** Entries from a point annotation set **
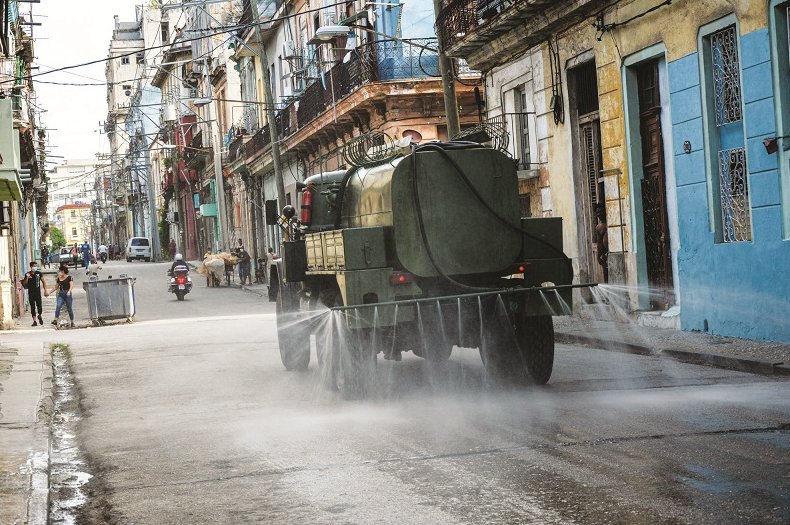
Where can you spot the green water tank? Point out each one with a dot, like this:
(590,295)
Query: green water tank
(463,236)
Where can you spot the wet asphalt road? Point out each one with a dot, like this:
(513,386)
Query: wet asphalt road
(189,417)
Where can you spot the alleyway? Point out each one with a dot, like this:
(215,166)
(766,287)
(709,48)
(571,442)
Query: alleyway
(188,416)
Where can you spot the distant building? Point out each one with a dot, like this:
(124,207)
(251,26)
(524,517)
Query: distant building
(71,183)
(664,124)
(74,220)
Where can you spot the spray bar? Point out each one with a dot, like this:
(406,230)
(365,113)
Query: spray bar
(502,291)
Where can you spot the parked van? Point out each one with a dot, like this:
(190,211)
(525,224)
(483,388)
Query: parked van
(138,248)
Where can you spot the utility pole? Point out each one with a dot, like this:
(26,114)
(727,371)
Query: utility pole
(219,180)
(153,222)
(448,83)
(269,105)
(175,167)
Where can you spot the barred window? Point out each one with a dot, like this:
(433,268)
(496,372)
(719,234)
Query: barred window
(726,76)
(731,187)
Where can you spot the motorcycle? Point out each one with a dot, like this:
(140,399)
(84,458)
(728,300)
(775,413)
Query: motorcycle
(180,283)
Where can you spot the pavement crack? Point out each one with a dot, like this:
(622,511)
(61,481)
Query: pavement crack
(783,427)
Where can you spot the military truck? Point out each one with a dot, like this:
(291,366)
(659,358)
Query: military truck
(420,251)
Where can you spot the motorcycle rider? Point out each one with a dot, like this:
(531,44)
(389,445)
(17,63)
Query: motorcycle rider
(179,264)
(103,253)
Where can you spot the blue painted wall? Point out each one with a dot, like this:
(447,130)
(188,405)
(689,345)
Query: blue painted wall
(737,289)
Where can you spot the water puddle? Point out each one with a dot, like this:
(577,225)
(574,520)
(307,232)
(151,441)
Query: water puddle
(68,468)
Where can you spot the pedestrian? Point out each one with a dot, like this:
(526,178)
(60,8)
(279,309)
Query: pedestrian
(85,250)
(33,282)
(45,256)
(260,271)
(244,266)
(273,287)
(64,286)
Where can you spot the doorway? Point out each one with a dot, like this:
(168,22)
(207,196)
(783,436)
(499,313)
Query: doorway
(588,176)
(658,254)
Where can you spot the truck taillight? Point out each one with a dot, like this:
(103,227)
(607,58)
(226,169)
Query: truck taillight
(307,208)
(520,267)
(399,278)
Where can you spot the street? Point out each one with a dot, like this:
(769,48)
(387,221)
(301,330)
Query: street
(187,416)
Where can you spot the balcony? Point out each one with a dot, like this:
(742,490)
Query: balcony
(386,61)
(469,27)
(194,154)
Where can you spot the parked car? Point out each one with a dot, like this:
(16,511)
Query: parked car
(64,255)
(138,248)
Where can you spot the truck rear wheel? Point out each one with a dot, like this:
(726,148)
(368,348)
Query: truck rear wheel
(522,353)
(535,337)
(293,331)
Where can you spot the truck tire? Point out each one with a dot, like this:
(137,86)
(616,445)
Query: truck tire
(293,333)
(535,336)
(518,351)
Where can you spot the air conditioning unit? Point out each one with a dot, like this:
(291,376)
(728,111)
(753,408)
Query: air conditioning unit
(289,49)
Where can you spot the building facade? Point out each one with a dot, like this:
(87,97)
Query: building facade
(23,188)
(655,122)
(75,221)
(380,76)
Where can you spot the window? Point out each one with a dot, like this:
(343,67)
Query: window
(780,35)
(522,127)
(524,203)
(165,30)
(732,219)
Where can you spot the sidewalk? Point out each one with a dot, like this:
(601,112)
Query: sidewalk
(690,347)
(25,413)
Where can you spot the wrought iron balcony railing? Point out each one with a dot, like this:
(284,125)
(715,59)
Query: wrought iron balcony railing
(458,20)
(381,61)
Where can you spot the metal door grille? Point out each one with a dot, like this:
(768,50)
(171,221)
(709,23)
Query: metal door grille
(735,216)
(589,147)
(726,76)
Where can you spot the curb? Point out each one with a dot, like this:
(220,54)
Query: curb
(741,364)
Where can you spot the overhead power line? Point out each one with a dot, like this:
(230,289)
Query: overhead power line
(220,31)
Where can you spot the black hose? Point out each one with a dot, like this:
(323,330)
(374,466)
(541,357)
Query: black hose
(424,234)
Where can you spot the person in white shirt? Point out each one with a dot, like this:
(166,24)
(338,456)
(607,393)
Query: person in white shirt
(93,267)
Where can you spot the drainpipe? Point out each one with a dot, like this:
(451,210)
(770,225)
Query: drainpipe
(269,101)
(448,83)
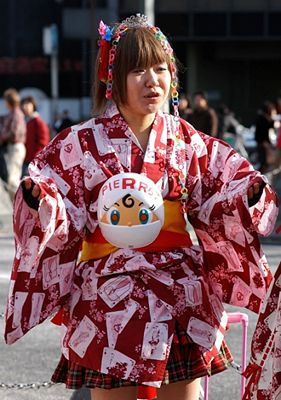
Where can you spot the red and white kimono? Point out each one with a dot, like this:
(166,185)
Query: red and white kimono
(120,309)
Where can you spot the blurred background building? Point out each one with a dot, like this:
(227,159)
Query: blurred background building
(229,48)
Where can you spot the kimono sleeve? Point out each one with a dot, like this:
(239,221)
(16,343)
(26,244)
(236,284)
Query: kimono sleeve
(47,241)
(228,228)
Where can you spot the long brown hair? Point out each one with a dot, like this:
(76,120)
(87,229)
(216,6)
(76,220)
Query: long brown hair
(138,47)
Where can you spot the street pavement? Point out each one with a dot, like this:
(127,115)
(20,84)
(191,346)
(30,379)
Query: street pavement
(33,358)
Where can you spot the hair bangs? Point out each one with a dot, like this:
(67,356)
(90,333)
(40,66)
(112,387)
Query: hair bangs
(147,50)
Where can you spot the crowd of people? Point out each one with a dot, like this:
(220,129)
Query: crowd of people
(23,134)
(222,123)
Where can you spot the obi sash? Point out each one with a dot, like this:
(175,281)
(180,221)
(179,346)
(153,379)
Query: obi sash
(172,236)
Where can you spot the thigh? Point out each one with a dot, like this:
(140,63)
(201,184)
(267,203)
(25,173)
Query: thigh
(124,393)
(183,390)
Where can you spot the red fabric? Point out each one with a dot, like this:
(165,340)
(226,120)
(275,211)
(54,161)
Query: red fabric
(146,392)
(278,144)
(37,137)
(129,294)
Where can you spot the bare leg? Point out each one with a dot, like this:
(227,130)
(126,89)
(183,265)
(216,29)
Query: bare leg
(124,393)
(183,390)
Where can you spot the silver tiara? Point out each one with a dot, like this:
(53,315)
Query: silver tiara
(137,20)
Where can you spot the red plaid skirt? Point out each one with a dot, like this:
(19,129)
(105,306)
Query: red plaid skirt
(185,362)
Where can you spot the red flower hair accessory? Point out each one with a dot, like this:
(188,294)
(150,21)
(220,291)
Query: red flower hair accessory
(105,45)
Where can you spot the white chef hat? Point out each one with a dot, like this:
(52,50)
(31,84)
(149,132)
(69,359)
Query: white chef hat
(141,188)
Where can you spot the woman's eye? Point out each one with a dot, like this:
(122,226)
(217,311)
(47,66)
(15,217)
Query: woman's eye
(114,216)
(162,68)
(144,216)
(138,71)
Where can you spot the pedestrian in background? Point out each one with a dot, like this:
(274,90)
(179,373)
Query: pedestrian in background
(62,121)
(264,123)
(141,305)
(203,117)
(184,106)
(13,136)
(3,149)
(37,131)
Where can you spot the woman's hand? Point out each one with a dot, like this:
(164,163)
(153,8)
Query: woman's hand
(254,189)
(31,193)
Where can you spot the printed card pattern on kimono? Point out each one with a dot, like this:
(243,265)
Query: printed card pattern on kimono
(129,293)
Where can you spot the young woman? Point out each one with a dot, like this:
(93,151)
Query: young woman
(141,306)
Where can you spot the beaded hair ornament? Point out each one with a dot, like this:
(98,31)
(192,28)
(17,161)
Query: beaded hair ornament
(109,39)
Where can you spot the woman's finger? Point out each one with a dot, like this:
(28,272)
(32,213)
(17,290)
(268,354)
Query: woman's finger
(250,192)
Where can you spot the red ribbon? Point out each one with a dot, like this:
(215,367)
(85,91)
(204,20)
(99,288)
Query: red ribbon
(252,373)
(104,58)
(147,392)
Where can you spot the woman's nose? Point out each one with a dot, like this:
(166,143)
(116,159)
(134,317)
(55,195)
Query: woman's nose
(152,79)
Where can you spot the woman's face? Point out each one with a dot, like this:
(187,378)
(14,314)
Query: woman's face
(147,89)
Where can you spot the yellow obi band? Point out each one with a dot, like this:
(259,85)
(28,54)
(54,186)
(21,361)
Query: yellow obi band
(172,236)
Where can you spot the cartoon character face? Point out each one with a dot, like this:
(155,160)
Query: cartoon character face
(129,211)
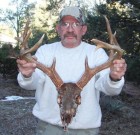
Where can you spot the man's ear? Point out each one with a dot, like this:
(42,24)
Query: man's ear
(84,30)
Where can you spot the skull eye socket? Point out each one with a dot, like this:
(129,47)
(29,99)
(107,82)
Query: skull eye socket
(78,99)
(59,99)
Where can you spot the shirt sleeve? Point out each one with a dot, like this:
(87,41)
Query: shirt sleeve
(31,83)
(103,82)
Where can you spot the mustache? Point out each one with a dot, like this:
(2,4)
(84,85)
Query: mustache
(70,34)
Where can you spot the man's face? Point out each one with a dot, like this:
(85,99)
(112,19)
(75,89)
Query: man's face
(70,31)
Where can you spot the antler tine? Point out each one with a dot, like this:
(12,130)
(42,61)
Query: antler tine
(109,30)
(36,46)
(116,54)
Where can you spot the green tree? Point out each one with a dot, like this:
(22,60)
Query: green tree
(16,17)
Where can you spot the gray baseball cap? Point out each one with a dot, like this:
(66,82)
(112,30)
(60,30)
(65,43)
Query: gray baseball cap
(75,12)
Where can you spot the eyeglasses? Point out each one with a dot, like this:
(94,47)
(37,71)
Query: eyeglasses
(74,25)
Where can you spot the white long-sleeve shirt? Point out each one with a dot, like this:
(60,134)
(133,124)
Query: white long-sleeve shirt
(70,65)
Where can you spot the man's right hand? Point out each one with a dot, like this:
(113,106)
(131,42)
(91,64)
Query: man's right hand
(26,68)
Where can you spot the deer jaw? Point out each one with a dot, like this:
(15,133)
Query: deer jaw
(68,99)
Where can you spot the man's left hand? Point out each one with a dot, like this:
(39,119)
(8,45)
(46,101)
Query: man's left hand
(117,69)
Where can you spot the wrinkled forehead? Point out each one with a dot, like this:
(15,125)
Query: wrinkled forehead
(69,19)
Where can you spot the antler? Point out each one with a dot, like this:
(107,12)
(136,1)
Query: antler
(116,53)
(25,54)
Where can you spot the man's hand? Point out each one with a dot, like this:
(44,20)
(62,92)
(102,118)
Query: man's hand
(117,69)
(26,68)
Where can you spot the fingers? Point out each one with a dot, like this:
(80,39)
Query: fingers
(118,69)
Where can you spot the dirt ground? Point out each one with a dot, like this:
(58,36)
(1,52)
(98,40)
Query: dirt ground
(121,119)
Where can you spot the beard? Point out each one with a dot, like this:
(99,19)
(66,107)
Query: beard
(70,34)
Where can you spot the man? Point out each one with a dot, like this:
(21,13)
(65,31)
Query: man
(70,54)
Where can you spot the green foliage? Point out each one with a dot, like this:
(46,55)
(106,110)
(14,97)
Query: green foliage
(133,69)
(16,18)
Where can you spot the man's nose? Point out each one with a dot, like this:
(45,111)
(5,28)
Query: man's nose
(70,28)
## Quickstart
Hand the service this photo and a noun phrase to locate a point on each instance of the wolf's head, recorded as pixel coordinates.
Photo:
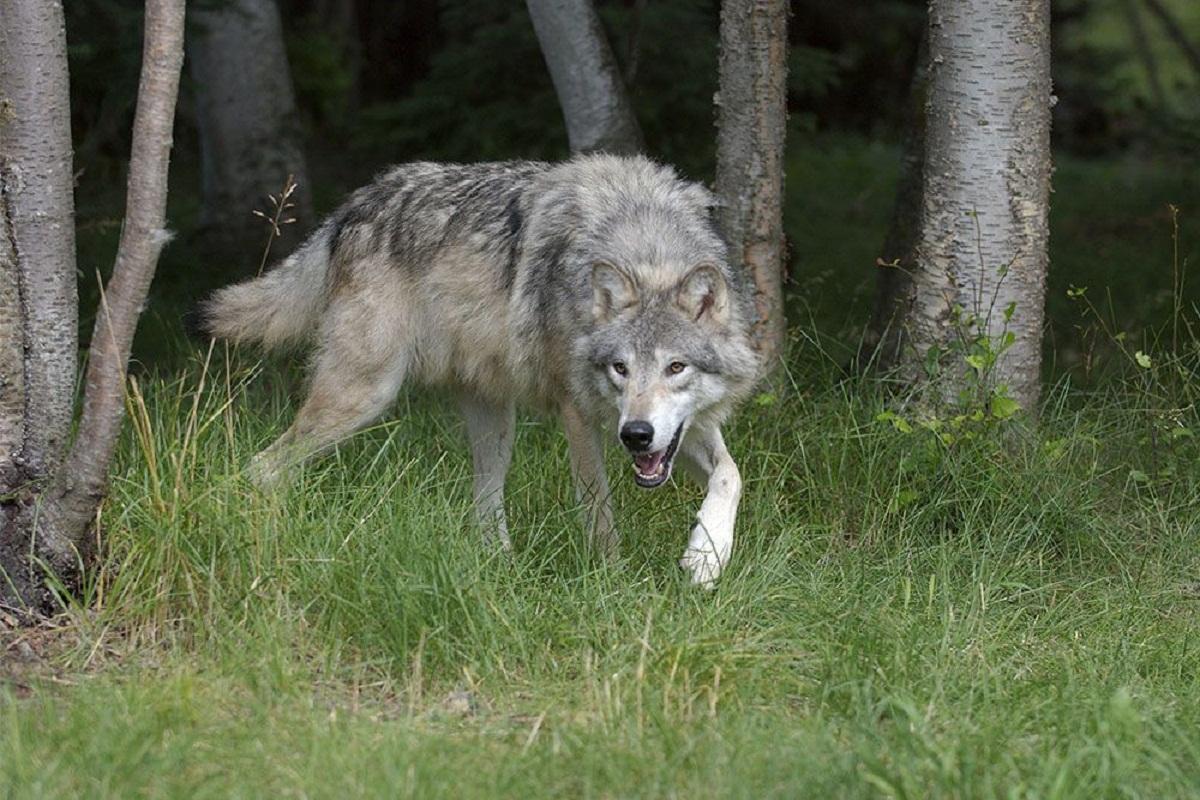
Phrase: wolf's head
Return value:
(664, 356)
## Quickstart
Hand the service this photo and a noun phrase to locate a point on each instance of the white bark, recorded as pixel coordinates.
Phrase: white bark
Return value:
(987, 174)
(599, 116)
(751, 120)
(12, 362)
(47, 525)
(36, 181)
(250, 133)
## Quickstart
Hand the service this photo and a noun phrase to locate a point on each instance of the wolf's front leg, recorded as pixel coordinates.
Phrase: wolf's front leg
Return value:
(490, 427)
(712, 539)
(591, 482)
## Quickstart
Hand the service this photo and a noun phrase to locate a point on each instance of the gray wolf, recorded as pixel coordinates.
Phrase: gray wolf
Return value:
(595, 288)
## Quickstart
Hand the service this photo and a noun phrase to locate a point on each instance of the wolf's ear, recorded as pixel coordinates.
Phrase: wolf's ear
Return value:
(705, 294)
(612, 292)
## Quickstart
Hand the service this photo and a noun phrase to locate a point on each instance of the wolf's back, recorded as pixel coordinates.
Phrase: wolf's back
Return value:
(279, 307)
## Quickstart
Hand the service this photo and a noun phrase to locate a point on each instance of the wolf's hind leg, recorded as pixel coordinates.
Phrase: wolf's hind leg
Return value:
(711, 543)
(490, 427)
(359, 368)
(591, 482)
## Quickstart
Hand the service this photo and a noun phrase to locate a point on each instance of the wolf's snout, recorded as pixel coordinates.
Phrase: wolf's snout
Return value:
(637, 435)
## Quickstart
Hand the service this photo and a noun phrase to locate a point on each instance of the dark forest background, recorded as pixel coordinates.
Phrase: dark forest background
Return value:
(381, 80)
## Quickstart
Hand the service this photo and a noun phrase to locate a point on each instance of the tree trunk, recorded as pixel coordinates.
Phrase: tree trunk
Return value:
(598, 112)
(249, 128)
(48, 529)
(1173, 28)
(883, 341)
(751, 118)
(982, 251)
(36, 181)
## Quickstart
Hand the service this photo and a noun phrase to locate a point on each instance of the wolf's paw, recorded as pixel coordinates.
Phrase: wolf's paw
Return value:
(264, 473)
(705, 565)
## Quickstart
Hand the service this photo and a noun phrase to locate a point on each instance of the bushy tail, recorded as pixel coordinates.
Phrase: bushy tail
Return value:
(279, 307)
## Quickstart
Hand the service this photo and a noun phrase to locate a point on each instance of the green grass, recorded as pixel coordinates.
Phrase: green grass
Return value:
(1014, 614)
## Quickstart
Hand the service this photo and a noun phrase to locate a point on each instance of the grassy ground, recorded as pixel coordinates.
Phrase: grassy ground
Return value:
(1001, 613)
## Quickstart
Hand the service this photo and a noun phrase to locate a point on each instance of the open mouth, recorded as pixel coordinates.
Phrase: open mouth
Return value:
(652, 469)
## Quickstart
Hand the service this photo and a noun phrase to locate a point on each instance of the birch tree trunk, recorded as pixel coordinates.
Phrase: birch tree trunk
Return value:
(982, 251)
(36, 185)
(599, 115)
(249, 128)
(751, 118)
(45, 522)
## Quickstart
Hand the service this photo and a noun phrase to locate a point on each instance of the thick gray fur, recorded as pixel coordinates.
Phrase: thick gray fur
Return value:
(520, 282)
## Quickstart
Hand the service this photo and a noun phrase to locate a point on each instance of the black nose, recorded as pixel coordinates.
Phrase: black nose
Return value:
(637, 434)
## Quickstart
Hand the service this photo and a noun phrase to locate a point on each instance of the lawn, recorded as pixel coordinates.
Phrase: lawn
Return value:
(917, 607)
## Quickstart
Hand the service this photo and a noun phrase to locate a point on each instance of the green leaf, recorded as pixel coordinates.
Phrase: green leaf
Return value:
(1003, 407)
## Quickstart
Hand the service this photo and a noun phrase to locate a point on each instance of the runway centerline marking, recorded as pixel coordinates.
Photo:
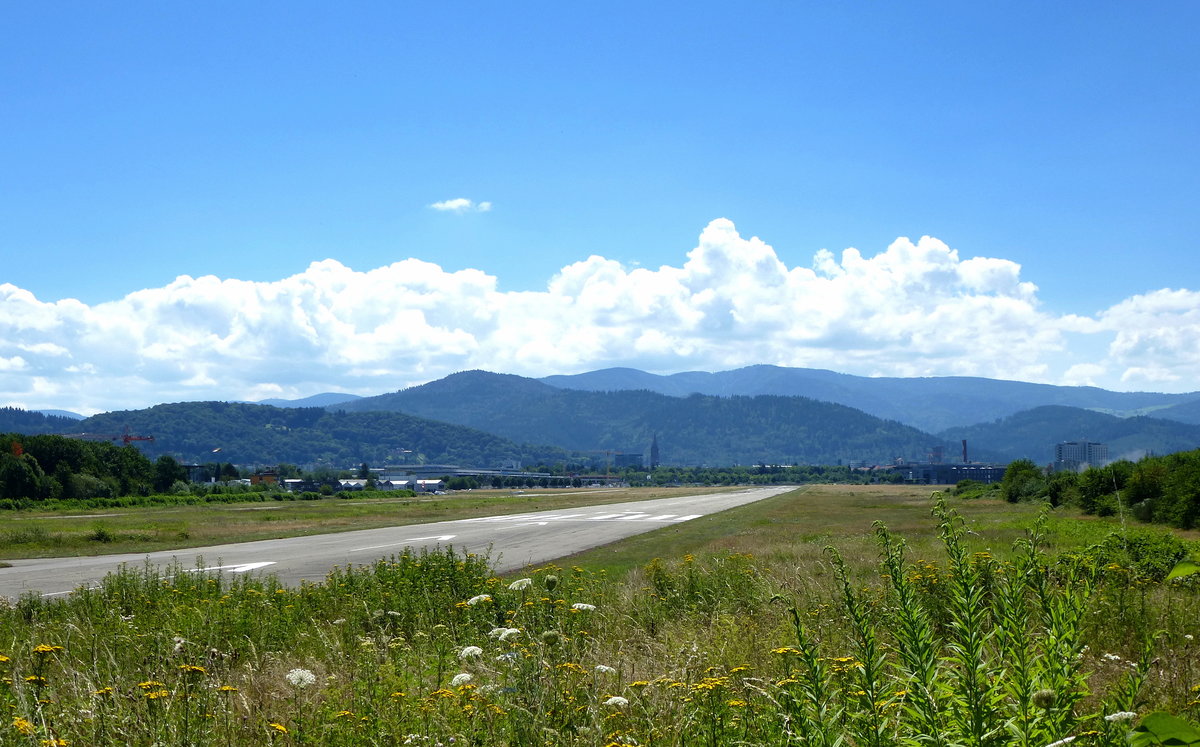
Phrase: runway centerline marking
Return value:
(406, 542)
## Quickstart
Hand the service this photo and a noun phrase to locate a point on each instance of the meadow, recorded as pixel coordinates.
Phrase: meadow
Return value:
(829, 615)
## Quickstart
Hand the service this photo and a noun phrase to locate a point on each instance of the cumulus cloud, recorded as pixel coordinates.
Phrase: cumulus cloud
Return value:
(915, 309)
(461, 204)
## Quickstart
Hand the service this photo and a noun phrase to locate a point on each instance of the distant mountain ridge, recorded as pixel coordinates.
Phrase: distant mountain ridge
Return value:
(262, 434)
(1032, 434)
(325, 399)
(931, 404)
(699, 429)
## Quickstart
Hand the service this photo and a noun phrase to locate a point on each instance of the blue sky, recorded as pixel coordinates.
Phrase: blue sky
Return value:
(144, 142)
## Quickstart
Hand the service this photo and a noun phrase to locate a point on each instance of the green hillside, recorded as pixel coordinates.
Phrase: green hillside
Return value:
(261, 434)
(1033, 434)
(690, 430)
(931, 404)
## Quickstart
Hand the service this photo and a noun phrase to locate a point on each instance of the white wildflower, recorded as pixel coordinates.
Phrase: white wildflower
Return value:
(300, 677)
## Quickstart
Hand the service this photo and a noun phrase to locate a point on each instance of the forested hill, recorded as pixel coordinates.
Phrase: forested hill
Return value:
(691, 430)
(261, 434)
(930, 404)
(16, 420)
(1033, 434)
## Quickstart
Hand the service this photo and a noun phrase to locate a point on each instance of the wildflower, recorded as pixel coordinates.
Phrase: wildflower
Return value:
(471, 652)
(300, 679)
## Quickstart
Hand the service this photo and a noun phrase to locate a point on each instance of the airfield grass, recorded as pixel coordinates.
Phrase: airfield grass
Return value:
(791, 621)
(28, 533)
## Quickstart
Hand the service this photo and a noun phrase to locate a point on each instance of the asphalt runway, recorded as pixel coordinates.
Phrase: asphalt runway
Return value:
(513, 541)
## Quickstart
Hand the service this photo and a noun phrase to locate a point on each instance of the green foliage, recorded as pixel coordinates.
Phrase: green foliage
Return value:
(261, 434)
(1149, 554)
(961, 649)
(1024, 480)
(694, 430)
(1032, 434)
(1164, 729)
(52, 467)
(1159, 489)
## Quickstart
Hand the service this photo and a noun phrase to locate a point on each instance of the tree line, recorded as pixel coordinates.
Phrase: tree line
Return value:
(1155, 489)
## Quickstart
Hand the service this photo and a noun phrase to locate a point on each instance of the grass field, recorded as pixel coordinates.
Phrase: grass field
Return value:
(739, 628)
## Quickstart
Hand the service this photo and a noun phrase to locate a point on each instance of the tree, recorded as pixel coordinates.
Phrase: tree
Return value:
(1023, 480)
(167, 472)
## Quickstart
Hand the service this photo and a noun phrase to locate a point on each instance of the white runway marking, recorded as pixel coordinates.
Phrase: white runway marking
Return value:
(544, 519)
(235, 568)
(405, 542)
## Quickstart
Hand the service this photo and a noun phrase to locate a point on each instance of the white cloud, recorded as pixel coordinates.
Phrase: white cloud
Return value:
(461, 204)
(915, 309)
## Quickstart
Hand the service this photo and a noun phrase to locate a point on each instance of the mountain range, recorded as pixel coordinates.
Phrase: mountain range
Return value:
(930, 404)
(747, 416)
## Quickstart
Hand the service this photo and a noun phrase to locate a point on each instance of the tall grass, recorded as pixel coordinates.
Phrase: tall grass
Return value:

** Exercise instructions **
Find every line above that contains the word "cumulus" and copy each one out in full.

** Output of the task **
Hand the service this photo and a noun phrase to locate a point on each instance of the cumulus cloud, recorded as pixel coordinates.
Phrase: cumulus cloud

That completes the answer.